Begin Source extract
So, if you’re using Overcast, I would check out the chapter marks because Stuart actually puts them in every week. And way back to the first episode we have chapter marks for every single episode. So, check those out if you haven’t and check out Overcast if you’ve not. It’s really a terrific app for iOS, for listening to podcasts. They also switched to a model now which it’s free, the whole app is free, and if you want to support them, just an in-app purchase, you can support them for a month or for 12 months. And it’s basically pay what you want. And it’s a great app. So I paid the most I could.

**Craig:** You are a lovely person. I just might download that. That sounds good.

**John:** It’s a good app.

**Craig:** And I guess in other podcast news, just because I know people really want to know, yes, Louis B. Mayer will be returning for a third episode of You Must Remember This by Karina Longworth.

**John:** I cannot wait.

**Craig:** Just keep that in mind, folks. Louis is coming pack, with a vengeance.

**John:** Yeah. I think you have some choice words as I recall what Louis Mayer needs to say down the road. So, good.

All right, let’s get to our topics for the week. First one is writer’s rooms. So this actually comes from a question that a listener sent in. This is Vic Digital, which I doubt is his real name, but he wrote in as Vic Digital.

**Craig:** I wish it were his real name. I wonder if it’s like Dig-i-tal.

**John:** That’s what it actually kind of looks like.

**Craig:** Vic Dig-i-tal.

**John:** Yeah. He writes, “Over the last few months I’ve been seeing lots of what look like non-standard processes for developing scripts, specifically genre scripts. You’ve got the situation with the Transformers movies, where Robert Kirkman, Akiva Goldsman, and a bunch of others got together to map out the next ten years of Transformers movies. You’ve got the Star Wars Story Council, or whatever it’s called, and all the stories that need to pass through that, be they movie, or TV, or novel/comic, or even sticker book.

“You have stuff like the next Wolverine movie where I know they’re seemingly working on it since the last movie came out, but you see comments from Hugh Jackman talking about how they’re working on the script and whoever has great ideas.

“I see this a lot with sequels to big movies where the existence of it is heavily dependent on the stars’ involvement. There are a few other recent examples that aren’t popping into my head at the moment where the stars were talking about the development of the script and his influence on it.
End Source extract
Begin Supplied data
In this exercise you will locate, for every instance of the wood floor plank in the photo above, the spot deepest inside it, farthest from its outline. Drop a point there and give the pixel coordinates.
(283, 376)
End Supplied data
Carry on the podcast conversation about writers' rooms from the point where it stops. You won't need the lines for this.

“Anyway, for each of these, what does the actual development writing process look like if you’re the writer who finally comes to work on it? Does it resemble a typical writing process? Or are you guys horrified to discover what these other writers might be forced to do? Are the writers just at the whim of all these other powerful forces? And is it a straight adaptation, more like a rewrite? How do stars get involved in the process?”

So, I want to take this as a jumping off point to talk about something we’ve all kind of noticed, this trends towards especially big tent pole movies, bringing in a bunch of writers at the start. Not necessarily writing together, but being in a room together to sort of break story together. And the way that we tend to — a lot of times you will see the actors involved in the process early on in the development, especially of sequels.

So we could take through his notes, but also I want to link to an article by Rebecca Ford from the Hollywood Reporter which gave some good examples of the kinds of situations that writers are encountering and the complications for the Writers Guild when what does it mean if you’re a writer employed on a project, but you’re not actually writing, so therefore there’s not going to be an expectation of credit.

**Craig:** What a mess. There are so many complications and problems with this. Let’s talk about the easy ones which are essentially the kind of legal contractual ones. The way our credits work, we do limit how many people can be credited on a movie so that you don’t end up with Written By and then 12 names. So, written by nobody really. Written by everybody. And also the Writers Guild I think has an investment in the notion that what we do is unique and it authorial, and therefore in its best form it is the expression of vision.

Sometimes the vision is a shared vision of one or two or three people, but we’re not in the business of sitting 60 people down in a room to cobble things together like Frankenstein.

So, when people do gather together and start breaking stories together, the issue is they’re not an MBA legal writing team. A writing team at maximum can be three people. So, they’re running into these issues down the line there. And to be clear, not everybody is doing this in a way that’s problematic. For instance, over at Universal where Chris Morgan and Alex Kurtzman are overseeing their Monsters Universe thing, they are seemingly doing it correctly.

They have each movie that they’re contemplating has a writer. They do gather everybody together so that they all can coordinate, so that the narratives have some intertextuality. And they don’t break each other’s movies, but individuals are writing individual movies. And that seems fair.

You have situations that are not new, but regrettable, where a studio will hire simultaneous writers to kind of compete against each other. I’m not a big fan of that for a billion reasons. But, in the end, again, individual writers are being hired and writing and their work can be evaluate individually for the purpose of some credit down the line.

**John:** Although it becomes increasingly challenging. So look at the two Warner Bros. examples. So, both Wonder Woman and Aquaman had multiple writers writing simultaneously. And so if ideas are showing up in both of those scripts simultaneously, how do you credit those things? If I were the person who had to do an arbitration on that, I would be at a loss.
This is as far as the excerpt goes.